## Excerpted passage

Content starts

The fascinating novel based on Cape Town’s infamous Dr. James Barry, born Margaret Anne Bulkley, an Irish girl and who changed her name, lived as a man, and revolutionized medicine in the Western world.
“She died, so I might live.”
A lot of people have never heard of this brilliant physician. I had read another book on him and quite enjoyed it.
Starting out as a child in Ireland, Margaret Bulkley, her sister and parents are not well off. But Margaret has ambitions and her mother leaves home with her to study at Edinburgh’s medical school. With a wealthy patron behind her there is only one problem. Women are not allowed in medical school.
It was a problem, but one that was easily and willingly solved by getting rid of Margaret and becoming James Barry. And he did it well. Of course there were dangers of being found out. And there was a lot of talk. There was a lot of tragedy.
Dr. Barry was simply brilliant. She served in military hospitals, she brought female medicine out of the dark ages, even performing the first C-Section in Africa! He was a strong advocate of equal access to medical care and the treatment of leprosy.

Content ends

## The data
Content starts

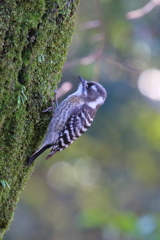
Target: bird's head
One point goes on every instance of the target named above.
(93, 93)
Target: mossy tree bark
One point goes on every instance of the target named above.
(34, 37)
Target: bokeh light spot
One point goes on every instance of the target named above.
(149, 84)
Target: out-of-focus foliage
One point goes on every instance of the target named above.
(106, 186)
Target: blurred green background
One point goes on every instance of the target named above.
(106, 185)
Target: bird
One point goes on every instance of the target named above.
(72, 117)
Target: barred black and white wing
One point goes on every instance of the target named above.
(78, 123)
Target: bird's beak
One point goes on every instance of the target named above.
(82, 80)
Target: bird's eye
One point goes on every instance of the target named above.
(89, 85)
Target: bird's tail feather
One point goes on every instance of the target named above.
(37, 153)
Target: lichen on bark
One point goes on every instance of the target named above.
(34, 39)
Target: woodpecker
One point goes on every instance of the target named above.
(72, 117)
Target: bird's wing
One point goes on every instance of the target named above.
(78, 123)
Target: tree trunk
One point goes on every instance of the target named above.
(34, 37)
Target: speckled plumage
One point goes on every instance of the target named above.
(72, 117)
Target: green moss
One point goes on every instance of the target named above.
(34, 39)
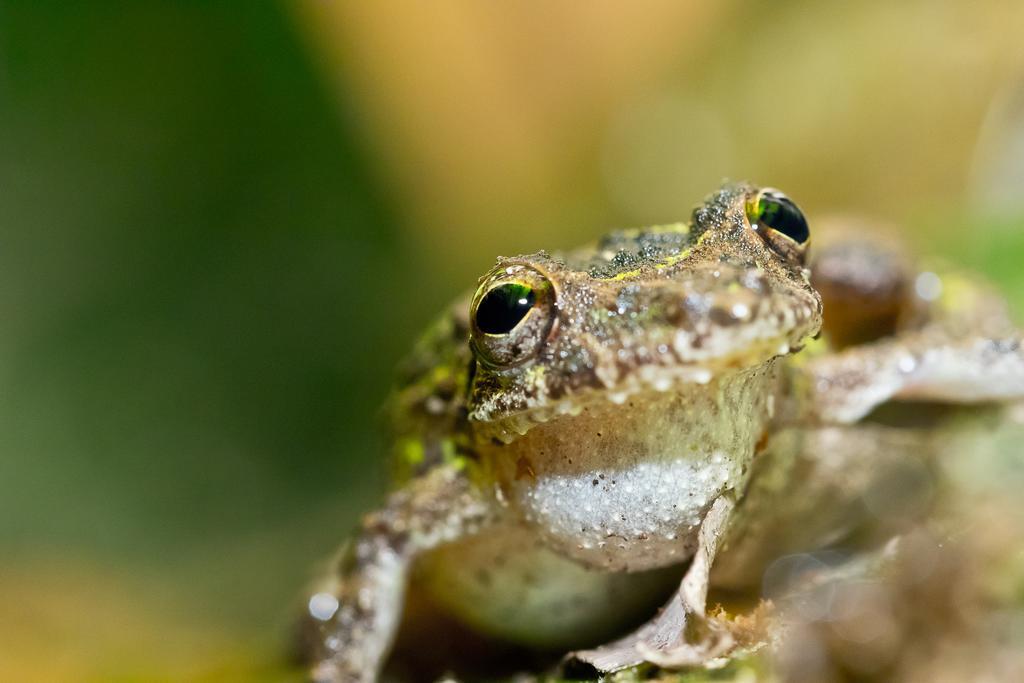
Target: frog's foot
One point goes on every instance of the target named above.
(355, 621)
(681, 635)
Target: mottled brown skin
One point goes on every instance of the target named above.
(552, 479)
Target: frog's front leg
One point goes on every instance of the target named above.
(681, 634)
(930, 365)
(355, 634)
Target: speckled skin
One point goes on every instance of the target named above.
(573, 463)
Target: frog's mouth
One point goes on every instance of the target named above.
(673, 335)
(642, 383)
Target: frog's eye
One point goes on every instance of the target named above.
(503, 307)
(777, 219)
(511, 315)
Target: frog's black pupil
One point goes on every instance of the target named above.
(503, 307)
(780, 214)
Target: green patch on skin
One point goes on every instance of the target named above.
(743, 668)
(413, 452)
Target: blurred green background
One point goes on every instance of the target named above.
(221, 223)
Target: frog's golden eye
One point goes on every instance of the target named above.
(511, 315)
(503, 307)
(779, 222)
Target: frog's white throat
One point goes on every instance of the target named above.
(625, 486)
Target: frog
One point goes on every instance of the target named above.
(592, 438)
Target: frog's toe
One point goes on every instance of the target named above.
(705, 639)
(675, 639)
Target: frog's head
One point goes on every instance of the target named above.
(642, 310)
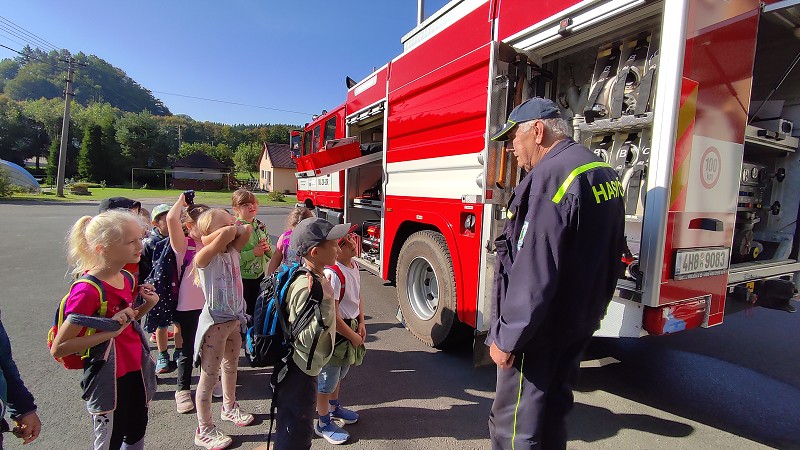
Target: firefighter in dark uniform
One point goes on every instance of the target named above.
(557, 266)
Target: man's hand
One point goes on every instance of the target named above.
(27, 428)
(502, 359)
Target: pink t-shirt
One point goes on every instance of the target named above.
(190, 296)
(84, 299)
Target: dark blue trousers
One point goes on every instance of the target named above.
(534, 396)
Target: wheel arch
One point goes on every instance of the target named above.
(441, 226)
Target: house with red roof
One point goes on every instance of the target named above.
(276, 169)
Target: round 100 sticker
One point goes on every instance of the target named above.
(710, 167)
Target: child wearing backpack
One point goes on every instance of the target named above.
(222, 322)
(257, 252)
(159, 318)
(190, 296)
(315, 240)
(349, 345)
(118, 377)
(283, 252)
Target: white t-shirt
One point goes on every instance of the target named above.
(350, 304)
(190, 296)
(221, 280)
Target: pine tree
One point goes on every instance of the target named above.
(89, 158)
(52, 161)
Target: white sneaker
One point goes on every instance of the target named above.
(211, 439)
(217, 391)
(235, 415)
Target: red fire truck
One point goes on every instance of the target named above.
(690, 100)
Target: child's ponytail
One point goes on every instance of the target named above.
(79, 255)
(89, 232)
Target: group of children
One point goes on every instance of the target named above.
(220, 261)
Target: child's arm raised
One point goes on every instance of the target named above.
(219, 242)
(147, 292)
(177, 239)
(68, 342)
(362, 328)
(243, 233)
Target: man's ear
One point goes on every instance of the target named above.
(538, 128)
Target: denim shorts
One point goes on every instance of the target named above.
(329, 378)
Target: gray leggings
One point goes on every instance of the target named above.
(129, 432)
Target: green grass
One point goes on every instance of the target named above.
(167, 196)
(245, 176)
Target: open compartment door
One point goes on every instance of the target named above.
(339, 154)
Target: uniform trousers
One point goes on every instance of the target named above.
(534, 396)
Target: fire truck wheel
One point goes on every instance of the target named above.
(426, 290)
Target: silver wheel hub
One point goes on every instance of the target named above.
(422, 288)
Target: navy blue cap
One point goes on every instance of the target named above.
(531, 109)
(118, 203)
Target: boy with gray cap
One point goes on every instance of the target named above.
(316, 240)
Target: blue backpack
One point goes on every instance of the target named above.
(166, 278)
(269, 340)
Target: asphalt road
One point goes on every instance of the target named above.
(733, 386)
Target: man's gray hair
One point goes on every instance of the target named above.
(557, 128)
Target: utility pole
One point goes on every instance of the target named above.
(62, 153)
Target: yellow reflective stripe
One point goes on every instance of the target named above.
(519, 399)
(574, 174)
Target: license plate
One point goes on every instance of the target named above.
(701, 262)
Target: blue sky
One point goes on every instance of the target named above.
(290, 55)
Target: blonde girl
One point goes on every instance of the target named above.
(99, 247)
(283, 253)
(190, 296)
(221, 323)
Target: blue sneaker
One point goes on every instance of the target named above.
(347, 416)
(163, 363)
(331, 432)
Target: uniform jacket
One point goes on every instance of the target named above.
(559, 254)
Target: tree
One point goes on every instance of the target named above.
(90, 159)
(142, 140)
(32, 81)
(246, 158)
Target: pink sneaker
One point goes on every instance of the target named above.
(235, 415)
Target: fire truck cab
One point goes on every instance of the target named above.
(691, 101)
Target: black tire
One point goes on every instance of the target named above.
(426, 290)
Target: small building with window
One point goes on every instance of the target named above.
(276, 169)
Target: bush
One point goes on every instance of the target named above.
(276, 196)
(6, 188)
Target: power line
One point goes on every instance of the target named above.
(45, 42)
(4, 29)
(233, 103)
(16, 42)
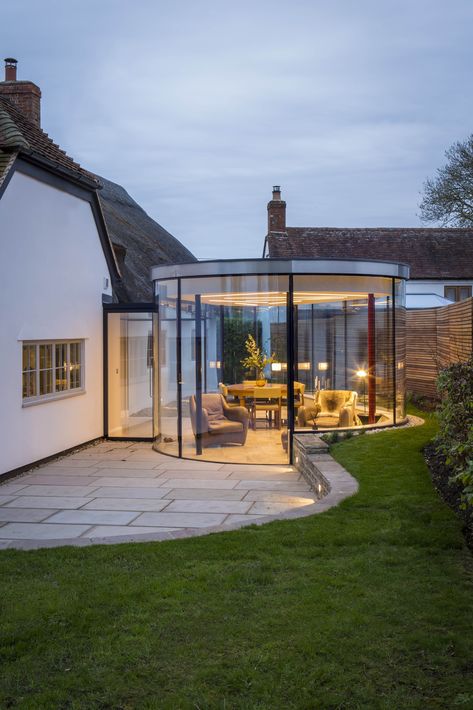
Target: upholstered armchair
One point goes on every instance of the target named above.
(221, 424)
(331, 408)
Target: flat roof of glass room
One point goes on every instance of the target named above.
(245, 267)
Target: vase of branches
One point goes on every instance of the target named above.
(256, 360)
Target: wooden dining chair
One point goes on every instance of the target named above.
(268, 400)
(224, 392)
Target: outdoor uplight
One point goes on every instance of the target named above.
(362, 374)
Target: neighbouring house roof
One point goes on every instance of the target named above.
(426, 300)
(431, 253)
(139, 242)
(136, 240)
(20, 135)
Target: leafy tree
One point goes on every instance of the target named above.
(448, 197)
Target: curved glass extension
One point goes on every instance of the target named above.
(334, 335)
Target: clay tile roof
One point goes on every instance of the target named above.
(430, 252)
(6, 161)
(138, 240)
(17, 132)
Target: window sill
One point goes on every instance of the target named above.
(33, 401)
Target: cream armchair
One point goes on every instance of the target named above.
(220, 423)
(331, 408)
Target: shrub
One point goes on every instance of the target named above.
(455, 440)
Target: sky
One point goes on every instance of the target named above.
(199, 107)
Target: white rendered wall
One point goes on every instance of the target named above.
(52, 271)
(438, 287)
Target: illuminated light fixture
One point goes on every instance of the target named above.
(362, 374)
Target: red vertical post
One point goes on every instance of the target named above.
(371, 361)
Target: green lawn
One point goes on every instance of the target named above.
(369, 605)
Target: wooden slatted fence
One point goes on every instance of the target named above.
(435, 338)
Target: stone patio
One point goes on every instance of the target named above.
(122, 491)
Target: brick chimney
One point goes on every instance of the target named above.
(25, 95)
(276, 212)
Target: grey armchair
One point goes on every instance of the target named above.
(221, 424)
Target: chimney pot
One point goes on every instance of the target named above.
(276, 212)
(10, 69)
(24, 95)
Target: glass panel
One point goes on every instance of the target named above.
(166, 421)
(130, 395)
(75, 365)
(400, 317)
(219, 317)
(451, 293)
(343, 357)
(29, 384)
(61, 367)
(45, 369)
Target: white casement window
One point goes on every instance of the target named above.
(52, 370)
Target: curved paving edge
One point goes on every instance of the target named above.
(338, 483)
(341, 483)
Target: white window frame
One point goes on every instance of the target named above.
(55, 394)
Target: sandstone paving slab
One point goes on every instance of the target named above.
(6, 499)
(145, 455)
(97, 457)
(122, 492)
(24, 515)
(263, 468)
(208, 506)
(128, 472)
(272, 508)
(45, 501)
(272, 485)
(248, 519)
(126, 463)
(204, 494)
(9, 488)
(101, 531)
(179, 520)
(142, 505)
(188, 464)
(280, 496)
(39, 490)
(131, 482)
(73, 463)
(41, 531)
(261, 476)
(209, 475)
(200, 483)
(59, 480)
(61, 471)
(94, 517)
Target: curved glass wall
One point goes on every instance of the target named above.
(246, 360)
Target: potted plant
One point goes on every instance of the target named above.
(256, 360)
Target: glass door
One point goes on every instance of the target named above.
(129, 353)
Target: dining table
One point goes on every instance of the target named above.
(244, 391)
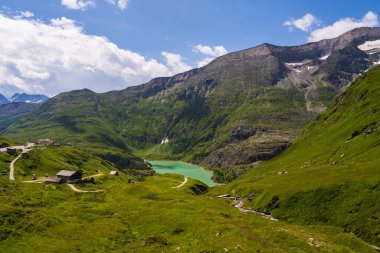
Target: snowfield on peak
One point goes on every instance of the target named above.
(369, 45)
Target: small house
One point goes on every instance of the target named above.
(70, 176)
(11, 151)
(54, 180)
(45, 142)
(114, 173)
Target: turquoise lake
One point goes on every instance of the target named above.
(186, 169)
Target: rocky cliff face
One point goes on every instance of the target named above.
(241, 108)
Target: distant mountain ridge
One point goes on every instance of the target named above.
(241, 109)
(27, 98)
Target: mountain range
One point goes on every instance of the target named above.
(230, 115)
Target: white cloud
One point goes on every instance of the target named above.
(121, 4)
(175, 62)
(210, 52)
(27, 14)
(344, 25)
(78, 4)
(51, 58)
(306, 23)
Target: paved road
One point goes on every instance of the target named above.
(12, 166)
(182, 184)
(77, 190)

Content ends

## Work instruction 1
Based on the review of the novel about Dr. James Barry, say whether each statement agrees with the text. Answer yes or no and quote the words that decide it.
(a) Margaret's mother left home with her so she could study at Edinburgh's medical school.
(b) Before this novel, the reviewer had never read a book about Barry.
(c) Dr. Barry performed the first C-Section in Europe.
## Work instruction 2
Rewrite the paragraph of the review that begins "Starting out as a child in Ireland" as a short list, keeping its main facts.

## Final answer 1
(a) Yes: "her mother leaves home with her to study at Edinburgh’s medical school"
(b) No: "I had read another book on him and quite enjoyed it."
(c) No: "even performing the first C-Section in Africa!"

## Final answer 2
- As a child in Ireland, Margaret Bulkley, her sister and her parents are not well off.
- Margaret has ambitions, and her mother leaves home with her so she can study at Edinburgh’s medical school.
- She has a wealthy patron.
- The one problem is that women are not allowed in medical school.